**Extrait fourni**

Saint-Évremond. — Sa famille. — Sa naissance.

Parmi les beaux esprits dont s’honore le dix-septième siècle, il en est peu qui aient joui, de leur vivant, d’une aussi grande célébrité que Charles de Saint-Évremond. Joignant à la réputation que donne le talent, la considération qui s’attache au caractère, « il fut recherché, dit Saint-Simon, par tout ce qu’il y avoit de plus considérable en esprit, en naissance et en places. Il vécut en philosophe, et mourut de même, honoré jusqu’à la fin, comme il l’avoit été toute sa vie. » Faites-nous du Saint-Évremond, étoit le cri des libraires, à la fin du dix-septième siècle, comme ils dirent plus tard : Faites-nous des Lettres persanes. Puis, tout à coup, cette célébrité s’est éteinte. Depuis 1753, date de la dernière publication de ses Œuvres complètes, si souvent reproduites à la fin du dix-septième siècle et au commencement du dix-huitième, l’attention refroidie ne s’est plus reportée que fugitivement sur un si important personnage. Voltaire a donné le signal du retour de l’opinion. Laharpe, enchérissant sur la malveillance dissimulée du maître, a fort maltraité Saint-Évremond. Lémontey n’a vu en lui qu’un homme de cour, qui daignoit faire des vers détestables ; et, de nos jours, un homme de beaucoup d’esprit a pu écrire qu’on ne s’expliquoit pas, à la lecture des ouvrages de cet écrivain, la renommée qui l’avoit entouré de son vivant.

Si l’enthousiasme de son siècle a été exagéré, l’oubli de la postérité ne seroit pas moins injuste. En ce temps, où le dix-septième siècle est l’objet de plus de curiosité, de plus d’intérêt, de plus de sympathie que jamais ; où l’histoire des hommes d’État, des philosophes, des poëtes, des grands écrivains, des femmes illustres de cette époque mémorable, est approfondie avec l’ardeur savante qu’un autre âge avoit consacrée à l’étude de l’antiquité grecque et romaine ; il semble que les œuvres et la personne de Saint-Évremond doivent trouver une heure de justice et de faveur. L’influence qu’il a exercée sur ses contemporains, le rang qu’il a tenu dans le monde et dans les lettres ; une disgrâce foudroyante, telle qu’on n’en voit que sous les gouvernements absolus, et qui dévoua sa vie à un exil de quarante années noblement supporté ; son style élégant, coloré, qui se ressent des origines de notre littérature, du goût italien et du goût espagnol ; la liberté de sa pensée, qui reflète l’allure indépendante de la première moitié du dix-septième siècle, et qu’on ne trouve plus que chez Molière, parmi les écrivains soumis à l’influence personnelle de Louis XIV ; son esprit ironique, délicat, ingénieux, précurseur de l’esprit de Voltaire ; sa manière piquante, que Fontenelle a souvent essayé d’imiter, sans l’avouer : tout doit protéger Saint-Évremond contre l’indifférence et l’oubli.

**Lignes de données**
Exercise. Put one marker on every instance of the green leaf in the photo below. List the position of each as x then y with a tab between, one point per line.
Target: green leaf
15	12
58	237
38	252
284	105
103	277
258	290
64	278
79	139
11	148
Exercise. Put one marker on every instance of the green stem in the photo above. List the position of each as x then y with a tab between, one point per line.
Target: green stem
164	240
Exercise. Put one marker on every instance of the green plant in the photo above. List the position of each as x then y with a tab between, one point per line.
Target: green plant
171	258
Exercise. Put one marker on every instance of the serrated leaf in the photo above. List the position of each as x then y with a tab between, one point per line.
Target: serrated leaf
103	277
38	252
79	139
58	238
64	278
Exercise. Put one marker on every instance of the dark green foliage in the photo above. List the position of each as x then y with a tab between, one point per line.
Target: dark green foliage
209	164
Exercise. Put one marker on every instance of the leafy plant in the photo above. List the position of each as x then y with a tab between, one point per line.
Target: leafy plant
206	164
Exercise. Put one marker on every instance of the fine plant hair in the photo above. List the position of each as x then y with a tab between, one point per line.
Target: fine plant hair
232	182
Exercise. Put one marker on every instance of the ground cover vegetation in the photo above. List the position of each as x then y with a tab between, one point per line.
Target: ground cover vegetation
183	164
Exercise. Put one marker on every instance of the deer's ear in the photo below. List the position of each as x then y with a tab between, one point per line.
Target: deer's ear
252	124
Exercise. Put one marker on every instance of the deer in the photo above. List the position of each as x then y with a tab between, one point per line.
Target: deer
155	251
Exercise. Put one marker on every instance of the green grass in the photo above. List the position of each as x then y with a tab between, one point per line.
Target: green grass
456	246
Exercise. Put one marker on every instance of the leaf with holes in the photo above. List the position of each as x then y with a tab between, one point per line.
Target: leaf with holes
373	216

**Travail demandé**
a) Dressez la liste de toutes les personnes nommées dans l'extrait sur Saint-Évremond, à l'exception de Saint-Évremond lui-même.
b) D'après l'extrait sur Saint-Évremond, en quelle année ses Œuvres complètes ont-elles été publiées pour la dernière fois ?
c) Prolongez l'extrait sur Saint-Évremond en reprenant juste après sa dernière phrase.
Les enregistrements forment un matériau à part, indépendant de l'extrait.

**Réponses**
a) Saint-Simon, Voltaire, Laharpe, Lémontey, Molière, Louis XIV, Fontenelle

b) En 1753.

c)
Du reste, il faut reconnoître que, parmi les causes qui ont fait perdre à Saint-Évremond la faveur dont il a joui, sa négligence même est pour beaucoup. Si la nature l’avoit doué du sentiment de l’art d’écrire, son indolence épicurienne l’a constamment éloigné de tout effort ; et la postérité en exige beaucoup pour arriver à elle : elle ne garde que les œuvres travaillées jusqu’à la perfection, même quand elles lui viennent du génie. Jeté de bonne heure dans la carrière des armes, il en subit l’inévitable conséquence. La composition n’étoit alors pour lui qu’un passe-temps. Même après sa disgrâce, elle n’obtint qu’une part de ses moments : l’autre et la meilleure étant donnée aux jouissances du monde. Saint-Évremond n’a jamais écrit que pour son délassement, ou pour plaire à ses amis. La liberté de sa plume est, il est vrai, un de ses charmes ; mais il en est resté inégal et négligé.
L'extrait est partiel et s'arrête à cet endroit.